• [PROBLEM A]: Sum up the passage on Sutherland's film and stage roles in two sentences.
• [PROBLEM B]: Copy word for word the part of the passage on Sutherland's roles from "Continuing his film" to "attorney hero Jim Garrison.".

• [TEXT SHOWN]:
++++++++++

John Schlesinger’s rambling version of The Day of the Locust (1975) saw Sutherland as a sexually repressed character – called Homer Simpson – who tramples a woman to death in an act of uncontrolled rage. Perhaps Bernardo Bertolucci had that in mind when he cast Sutherland in 1900 (Novecento, 1976), in which he is a broadly caricatured fascist thug who shows his sadism by smashing a cat’s head against a post and bashing a young boy’s brains out. “And I turned down Deliverance and Straw Dogs because of the violence!” Sutherland recalled.
In Fellini’s Casanova, the second of his two bizarre Italian excursions in 1976, Sutherland coldly calculates seduction under his heavily made-up features. The performance, as remarkably stylised as it is, still reveals the suffering soul within the sex machine.
In 1978 he appeared in Claude Chabrol’s Blood Relatives, a made-in-Canada murder mystery with Sutherland playing a Montreal cop investigating the murder of a young woman. More commercial was The Eagle Has Landed (1976), with Sutherland, attempting an Irish accent, as an IRA member supporting the Germans during the second world war, and as a chilling Nazi in Eye of the Needle (1981). Meanwhile, he was the hero of Invasion of the Body Snatchers (1978), who resists the insidious alien menace until the film’s devastating final shot.
In 1981 Sutherland returned to the stage, as Humbert Humbert in a highly anticipated version of Vladimir Nabokov’s Lolita, adapted by Edward Albee. It turned out to be a huge flop, running only 12 performances on Broadway. Both Sutherland and Albee played the blame game. “The second act is flawed,” Sutherland said. “Albee was supposed to have rethought it, but he never did.” Albee told reporters that he had scuttled some of his best scenes because they were “too difficult” for Sutherland because “he hasn’t been on stage for 17 years”.
Continuing his film career, Sutherland played a complex and sadistic British officer in Hugh Hudson’s Revolution (1985), and in A Dry White Season (1989) he took the role of an Afrikaner schoolteacher beginning to understand the brutal realities of apartheid. In Oliver Stone’s JFK (1991), he held the screen with an extended monologue as he spilled the conspiracy beans to Kevin Costner’s district attorney hero Jim Garrison.

++++++++++

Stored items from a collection

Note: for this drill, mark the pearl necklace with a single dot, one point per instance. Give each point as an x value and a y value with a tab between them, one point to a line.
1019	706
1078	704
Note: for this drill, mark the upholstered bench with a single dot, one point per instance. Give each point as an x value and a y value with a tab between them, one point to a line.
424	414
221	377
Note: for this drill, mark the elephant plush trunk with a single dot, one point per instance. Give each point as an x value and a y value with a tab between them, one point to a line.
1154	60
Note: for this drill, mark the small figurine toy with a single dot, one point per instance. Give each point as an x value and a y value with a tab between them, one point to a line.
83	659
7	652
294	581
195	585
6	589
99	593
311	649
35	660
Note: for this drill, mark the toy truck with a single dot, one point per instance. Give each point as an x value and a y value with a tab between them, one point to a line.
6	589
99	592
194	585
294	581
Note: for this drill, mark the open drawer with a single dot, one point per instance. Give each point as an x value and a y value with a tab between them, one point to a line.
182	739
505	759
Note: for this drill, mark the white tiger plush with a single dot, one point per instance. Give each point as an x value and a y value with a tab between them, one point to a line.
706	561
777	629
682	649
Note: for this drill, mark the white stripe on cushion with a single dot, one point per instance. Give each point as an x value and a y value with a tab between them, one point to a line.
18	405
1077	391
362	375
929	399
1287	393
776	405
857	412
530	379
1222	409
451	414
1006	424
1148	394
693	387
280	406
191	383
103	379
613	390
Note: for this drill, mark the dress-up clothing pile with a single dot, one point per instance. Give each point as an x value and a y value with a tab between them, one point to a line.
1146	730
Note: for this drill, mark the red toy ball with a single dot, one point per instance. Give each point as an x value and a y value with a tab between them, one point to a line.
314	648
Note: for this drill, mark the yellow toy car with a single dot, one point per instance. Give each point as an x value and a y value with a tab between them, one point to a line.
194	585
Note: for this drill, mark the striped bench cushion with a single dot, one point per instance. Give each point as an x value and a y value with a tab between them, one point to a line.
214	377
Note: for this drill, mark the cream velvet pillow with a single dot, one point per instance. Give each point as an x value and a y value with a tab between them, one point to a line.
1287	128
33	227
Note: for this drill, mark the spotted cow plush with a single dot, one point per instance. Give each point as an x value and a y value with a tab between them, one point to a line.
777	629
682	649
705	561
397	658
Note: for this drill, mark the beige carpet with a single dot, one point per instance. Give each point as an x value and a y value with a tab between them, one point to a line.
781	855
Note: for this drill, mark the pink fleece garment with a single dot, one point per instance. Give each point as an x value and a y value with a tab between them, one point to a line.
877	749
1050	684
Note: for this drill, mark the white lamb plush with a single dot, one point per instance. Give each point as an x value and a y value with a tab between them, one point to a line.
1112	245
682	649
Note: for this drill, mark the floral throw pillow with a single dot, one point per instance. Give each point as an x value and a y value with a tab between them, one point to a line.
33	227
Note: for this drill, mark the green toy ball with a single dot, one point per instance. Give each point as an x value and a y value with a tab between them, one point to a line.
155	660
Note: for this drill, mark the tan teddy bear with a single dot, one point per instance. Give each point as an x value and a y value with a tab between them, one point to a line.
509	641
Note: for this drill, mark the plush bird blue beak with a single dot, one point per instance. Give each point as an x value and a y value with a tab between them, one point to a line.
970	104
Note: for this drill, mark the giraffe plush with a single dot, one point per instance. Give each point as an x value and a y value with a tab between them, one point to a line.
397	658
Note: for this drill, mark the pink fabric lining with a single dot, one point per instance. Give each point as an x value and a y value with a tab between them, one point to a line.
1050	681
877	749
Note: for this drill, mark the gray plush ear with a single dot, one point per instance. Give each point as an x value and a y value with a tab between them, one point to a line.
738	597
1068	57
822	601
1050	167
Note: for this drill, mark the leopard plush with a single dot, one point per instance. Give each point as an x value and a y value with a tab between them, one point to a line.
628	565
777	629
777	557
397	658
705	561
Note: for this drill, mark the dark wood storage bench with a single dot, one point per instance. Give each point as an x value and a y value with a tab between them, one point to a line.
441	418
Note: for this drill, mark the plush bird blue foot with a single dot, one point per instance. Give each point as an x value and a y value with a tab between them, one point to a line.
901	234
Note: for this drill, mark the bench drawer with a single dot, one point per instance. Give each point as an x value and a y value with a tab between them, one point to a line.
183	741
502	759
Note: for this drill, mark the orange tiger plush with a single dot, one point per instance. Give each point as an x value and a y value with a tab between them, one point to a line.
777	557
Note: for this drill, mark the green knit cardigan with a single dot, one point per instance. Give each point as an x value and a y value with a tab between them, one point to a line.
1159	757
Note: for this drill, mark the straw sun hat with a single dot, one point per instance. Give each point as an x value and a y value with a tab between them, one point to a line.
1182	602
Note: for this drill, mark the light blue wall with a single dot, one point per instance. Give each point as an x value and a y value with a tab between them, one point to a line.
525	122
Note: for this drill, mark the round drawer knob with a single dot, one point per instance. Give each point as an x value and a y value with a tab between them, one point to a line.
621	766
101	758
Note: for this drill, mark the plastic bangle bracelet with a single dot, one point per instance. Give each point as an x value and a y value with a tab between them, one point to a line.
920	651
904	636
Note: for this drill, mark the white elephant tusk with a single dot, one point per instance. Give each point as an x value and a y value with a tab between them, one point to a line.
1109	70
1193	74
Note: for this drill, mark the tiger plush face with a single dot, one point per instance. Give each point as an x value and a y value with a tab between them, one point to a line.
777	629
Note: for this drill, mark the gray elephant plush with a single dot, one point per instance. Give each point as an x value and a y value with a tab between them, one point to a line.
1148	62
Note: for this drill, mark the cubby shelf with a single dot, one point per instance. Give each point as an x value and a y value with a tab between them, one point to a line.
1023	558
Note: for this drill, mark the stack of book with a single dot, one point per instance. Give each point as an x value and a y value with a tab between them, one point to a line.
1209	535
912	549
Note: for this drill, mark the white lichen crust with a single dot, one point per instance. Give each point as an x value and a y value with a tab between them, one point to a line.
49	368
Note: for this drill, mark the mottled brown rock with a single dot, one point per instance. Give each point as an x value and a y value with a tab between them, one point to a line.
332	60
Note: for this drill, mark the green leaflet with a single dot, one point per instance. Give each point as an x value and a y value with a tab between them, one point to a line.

++++++++++

• [TASK OUTPUT A]: The passage covers Sutherland's roles from 1975 to 1991, including a fascist thug in Bertolucci's 1900, a calculating seducer in Fellini's Casanova, a chilling Nazi in Eye of the Needle and the hero of Invasion of the Body Snatchers. It also notes that his 1981 return to the stage as Humbert Humbert in Edward Albee's adaptation of Lolita flopped after only 12 Broadway performances, with Sutherland and Albee blaming each other.

• [TASK OUTPUT B]:
Continuing his film career, Sutherland played a complex and sadistic British officer in Hugh Hudson’s Revolution (1985), and in A Dry White Season (1989) he took the role of an Afrikaner schoolteacher beginning to understand the brutal realities of apartheid. In Oliver Stone’s JFK (1991), he held the screen with an extended monologue as he spilled the conspiracy beans to Kevin Costner’s district attorney hero Jim Garrison.